*Your instructions*: Repeat, exactly and completely, the entries shown underneath.

*Given data*:

-*-

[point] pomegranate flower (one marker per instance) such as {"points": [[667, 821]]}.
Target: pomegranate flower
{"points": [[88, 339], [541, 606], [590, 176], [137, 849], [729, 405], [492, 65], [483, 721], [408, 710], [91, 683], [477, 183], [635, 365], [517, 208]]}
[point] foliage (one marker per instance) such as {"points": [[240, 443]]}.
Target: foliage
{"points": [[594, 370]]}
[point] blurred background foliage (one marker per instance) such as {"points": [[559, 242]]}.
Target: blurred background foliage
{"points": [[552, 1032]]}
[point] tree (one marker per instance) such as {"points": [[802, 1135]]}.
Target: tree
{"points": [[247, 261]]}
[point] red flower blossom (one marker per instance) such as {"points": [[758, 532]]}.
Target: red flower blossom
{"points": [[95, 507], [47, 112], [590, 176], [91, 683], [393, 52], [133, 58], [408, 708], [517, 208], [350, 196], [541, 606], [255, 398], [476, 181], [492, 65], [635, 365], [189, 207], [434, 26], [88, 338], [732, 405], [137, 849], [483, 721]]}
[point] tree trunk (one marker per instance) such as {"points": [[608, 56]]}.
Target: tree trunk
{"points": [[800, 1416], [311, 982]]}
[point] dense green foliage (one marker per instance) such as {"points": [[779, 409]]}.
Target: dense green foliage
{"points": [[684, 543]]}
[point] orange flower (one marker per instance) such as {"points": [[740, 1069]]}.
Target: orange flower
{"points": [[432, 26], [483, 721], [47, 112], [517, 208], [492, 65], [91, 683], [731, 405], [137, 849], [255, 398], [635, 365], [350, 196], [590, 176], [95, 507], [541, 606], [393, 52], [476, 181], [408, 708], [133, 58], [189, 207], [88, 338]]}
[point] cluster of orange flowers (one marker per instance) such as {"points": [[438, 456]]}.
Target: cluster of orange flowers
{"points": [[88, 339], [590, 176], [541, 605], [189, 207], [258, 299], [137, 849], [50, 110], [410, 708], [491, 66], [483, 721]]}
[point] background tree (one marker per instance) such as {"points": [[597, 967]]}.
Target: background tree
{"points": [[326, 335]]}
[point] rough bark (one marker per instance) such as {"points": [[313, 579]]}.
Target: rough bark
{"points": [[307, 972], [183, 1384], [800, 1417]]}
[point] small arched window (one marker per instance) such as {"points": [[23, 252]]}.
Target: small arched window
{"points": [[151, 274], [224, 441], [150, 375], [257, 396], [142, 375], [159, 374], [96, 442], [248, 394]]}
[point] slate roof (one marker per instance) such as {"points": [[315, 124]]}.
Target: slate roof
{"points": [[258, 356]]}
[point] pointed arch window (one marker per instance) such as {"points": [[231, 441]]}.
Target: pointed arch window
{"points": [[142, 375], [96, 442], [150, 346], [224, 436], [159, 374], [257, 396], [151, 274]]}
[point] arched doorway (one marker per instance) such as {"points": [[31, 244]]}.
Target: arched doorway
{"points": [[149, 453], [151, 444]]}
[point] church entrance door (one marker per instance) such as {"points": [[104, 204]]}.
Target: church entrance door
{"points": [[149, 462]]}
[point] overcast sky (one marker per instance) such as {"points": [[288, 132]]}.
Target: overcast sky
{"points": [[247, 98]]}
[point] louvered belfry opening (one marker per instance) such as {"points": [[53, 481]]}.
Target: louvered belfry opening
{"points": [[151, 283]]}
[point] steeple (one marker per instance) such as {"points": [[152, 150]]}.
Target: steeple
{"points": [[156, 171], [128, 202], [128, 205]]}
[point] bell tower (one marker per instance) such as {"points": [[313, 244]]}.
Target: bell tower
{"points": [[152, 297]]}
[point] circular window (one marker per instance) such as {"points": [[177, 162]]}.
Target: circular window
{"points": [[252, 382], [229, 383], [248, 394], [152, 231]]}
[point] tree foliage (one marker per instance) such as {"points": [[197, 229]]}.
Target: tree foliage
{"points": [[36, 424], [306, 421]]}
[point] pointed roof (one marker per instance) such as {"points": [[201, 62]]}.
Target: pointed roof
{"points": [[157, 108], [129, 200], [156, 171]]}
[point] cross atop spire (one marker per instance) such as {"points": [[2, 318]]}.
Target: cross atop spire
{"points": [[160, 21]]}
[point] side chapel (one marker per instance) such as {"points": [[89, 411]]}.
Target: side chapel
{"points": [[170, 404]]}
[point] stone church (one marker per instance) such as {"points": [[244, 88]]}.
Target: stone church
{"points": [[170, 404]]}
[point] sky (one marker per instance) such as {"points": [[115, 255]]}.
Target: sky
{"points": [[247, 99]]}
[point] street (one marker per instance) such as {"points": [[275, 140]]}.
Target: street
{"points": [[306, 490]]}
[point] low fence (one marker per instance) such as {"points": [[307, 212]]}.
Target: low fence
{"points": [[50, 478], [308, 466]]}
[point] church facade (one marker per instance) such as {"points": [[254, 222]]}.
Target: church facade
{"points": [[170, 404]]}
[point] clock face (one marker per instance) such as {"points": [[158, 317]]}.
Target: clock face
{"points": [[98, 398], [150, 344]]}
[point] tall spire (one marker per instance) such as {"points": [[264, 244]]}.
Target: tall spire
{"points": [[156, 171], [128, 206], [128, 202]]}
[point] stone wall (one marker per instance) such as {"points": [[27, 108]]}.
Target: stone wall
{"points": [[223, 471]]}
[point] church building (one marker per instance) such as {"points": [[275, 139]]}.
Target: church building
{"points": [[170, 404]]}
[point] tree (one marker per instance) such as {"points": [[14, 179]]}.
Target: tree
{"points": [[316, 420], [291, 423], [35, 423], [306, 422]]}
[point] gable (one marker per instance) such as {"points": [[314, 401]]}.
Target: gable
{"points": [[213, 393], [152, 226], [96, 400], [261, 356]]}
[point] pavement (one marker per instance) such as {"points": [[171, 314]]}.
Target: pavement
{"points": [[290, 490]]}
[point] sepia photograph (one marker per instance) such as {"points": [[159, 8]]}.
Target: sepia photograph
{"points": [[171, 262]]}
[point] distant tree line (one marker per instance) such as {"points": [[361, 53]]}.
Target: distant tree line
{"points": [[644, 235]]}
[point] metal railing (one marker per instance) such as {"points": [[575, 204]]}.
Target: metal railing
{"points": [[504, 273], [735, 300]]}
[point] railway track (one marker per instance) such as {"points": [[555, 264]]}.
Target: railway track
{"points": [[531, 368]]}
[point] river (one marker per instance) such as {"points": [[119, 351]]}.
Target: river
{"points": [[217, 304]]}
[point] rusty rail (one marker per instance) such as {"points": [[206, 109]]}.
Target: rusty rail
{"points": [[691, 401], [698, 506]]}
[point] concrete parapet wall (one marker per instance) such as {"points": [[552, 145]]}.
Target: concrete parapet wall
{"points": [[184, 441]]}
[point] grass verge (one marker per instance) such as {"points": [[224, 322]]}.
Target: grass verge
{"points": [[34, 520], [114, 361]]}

-*-

*Exercise solution*:
[point] pomegranate flower (one marker per instance) such as {"points": [[667, 821]]}.
Target: pomegranate flower
{"points": [[88, 339], [541, 606], [590, 176], [137, 849], [729, 405], [492, 65], [483, 721], [408, 710], [91, 683], [477, 183], [635, 365], [517, 208]]}
[point] foliage (one marker per instance) such as {"points": [[240, 443]]}.
Target: foliage
{"points": [[594, 370]]}
[point] blurred background foliage (one marker per instance) such as {"points": [[559, 242]]}.
Target: blurred background foliage
{"points": [[552, 1032]]}
[point] tree (one marker per instance) such as {"points": [[802, 1135]]}.
Target: tree
{"points": [[247, 261]]}
[point] red flower blossom (one marker per instance) such as {"points": [[758, 532]]}.
Target: red flower blossom
{"points": [[95, 507], [47, 112], [590, 176], [91, 683], [393, 52], [133, 58], [408, 708], [517, 208], [350, 196], [541, 606], [255, 398], [476, 181], [492, 65], [635, 365], [189, 207], [434, 26], [88, 338], [732, 405], [137, 849], [483, 721]]}
[point] tree trunk (one marker per instance) such as {"points": [[608, 56]]}.
Target: tree trunk
{"points": [[800, 1416], [311, 982]]}
[point] dense green foliage (one marker per instance) such as {"points": [[779, 409]]}.
Target: dense green foliage
{"points": [[684, 543]]}
[point] orange flower (one marker per instance) such as {"points": [[740, 1069]]}.
Target: orange flower
{"points": [[432, 26], [483, 721], [47, 112], [517, 208], [492, 65], [91, 683], [731, 405], [137, 849], [255, 398], [635, 365], [350, 196], [590, 176], [95, 507], [541, 606], [393, 52], [476, 181], [408, 708], [133, 58], [189, 207], [88, 338]]}
[point] cluster of orange flowers (one marker per instance) such as {"points": [[438, 456]]}.
Target: cluster of orange flowers
{"points": [[88, 339], [590, 176], [541, 605], [189, 207], [258, 299], [137, 849], [50, 110], [410, 708], [491, 66], [483, 721]]}
[point] background tree (one marker per instance) such as {"points": [[597, 967]]}.
Target: background tree
{"points": [[326, 335]]}
[point] rough bark (one marker per instance) such as {"points": [[313, 579]]}.
Target: rough bark
{"points": [[307, 972], [183, 1384], [800, 1417]]}
[point] small arched window (one marker per instance) such as {"points": [[23, 252]]}.
Target: small arched window
{"points": [[151, 274], [224, 441], [150, 375], [257, 396], [142, 375], [159, 374], [96, 442], [248, 394]]}
[point] slate roof (one marker per instance) such as {"points": [[315, 124]]}.
Target: slate roof
{"points": [[258, 356]]}
[point] pointed arch window (one marker per instance) such as {"points": [[231, 441]]}.
Target: pointed arch window
{"points": [[142, 375], [96, 442], [150, 346], [224, 436], [159, 374], [257, 396], [151, 274]]}
[point] arched doorway (one marker per instance) such as {"points": [[31, 244]]}.
Target: arched doorway
{"points": [[149, 453], [151, 444]]}
[point] church entrance door (one marker per instance) such as {"points": [[104, 204]]}.
Target: church entrance door
{"points": [[149, 462]]}
[point] overcast sky (one marker per instance) such as {"points": [[288, 132]]}.
Target: overcast sky
{"points": [[247, 98]]}
[point] louvered belfry opening (one marker per instance) such as {"points": [[53, 481]]}.
Target: louvered belfry opening
{"points": [[151, 283]]}
[point] steeple (one marker per instance) such as {"points": [[152, 150]]}.
Target: steeple
{"points": [[156, 171], [128, 202], [128, 205]]}
[point] bell tower (one marker per instance) such as {"points": [[313, 244]]}.
Target: bell tower
{"points": [[152, 297]]}
[point] circular window (one marker per instance) such as {"points": [[177, 162]]}.
Target: circular window
{"points": [[252, 382], [229, 383], [248, 394], [152, 231]]}
[point] tree foliage (one marker per instance) such as {"points": [[197, 229]]}.
Target: tree foliage
{"points": [[36, 424], [306, 421]]}
[point] pointed roof (one marker per instance) such as {"points": [[201, 62]]}.
Target: pointed roof
{"points": [[157, 108], [129, 200], [156, 171]]}
[point] cross atop spire (one marker per instance) such as {"points": [[2, 318]]}.
Target: cross atop spire
{"points": [[160, 21]]}
[point] side chapel (one marker per instance) such as {"points": [[89, 411]]}.
Target: side chapel
{"points": [[170, 404]]}
[point] stone church (one marker per instance) such as {"points": [[244, 88]]}.
Target: stone church
{"points": [[170, 404]]}
[point] sky (one marker per instance) such as {"points": [[115, 255]]}.
Target: sky
{"points": [[247, 99]]}
[point] street (one marker per instance) such as {"points": [[275, 140]]}.
Target: street
{"points": [[306, 490]]}
[point] low fence (one marker per instance) such as {"points": [[307, 212]]}.
Target: low fence
{"points": [[50, 478], [308, 466]]}
[point] church facade (one marker per instance) such as {"points": [[254, 222]]}.
Target: church facade
{"points": [[170, 404]]}
[point] clock face (one marker per instance) such as {"points": [[158, 317]]}.
Target: clock face
{"points": [[98, 398], [150, 344]]}
[point] tall spire (one marker per instance) such as {"points": [[264, 244]]}.
Target: tall spire
{"points": [[156, 171], [128, 206], [128, 202]]}
[point] stone wall (one marker per instance) such as {"points": [[27, 108]]}.
Target: stone wall
{"points": [[223, 471]]}
[point] church building (one marker per instance) such as {"points": [[275, 139]]}.
Target: church building
{"points": [[170, 404]]}
[point] tree (one marker per instance) such as {"points": [[14, 179]]}.
Target: tree
{"points": [[316, 420], [291, 423], [35, 423], [306, 422]]}
[point] gable (one marker per instance) such as {"points": [[314, 401]]}.
Target: gable
{"points": [[213, 393], [152, 226], [96, 400], [261, 356]]}
[point] pavement (one marker per instance) such as {"points": [[171, 314]]}.
Target: pavement
{"points": [[290, 490]]}
[point] sepia photograph (one marker per instance) such as {"points": [[159, 8]]}.
Target: sepia photograph
{"points": [[171, 262]]}
[point] distant tree line (one marker per instance) such as {"points": [[361, 53]]}.
Target: distant tree line
{"points": [[644, 235]]}
[point] metal railing (one marker per instance) such as {"points": [[575, 204]]}.
Target: metal railing
{"points": [[504, 273], [735, 300]]}
[point] railway track (one marker per instance) such as {"points": [[555, 264]]}.
Target: railway track
{"points": [[531, 368]]}
[point] river (one marker per instance) such as {"points": [[119, 351]]}.
Target: river
{"points": [[217, 304]]}
[point] rusty rail (one marker per instance) such as {"points": [[206, 109]]}.
Target: rusty rail
{"points": [[691, 401], [698, 506]]}
[point] concrete parapet wall (one marker per instance) such as {"points": [[552, 145]]}.
Target: concrete parapet wall
{"points": [[184, 441]]}
[point] grass verge (one marker per instance) such as {"points": [[224, 322]]}.
Target: grass verge
{"points": [[34, 520], [114, 361]]}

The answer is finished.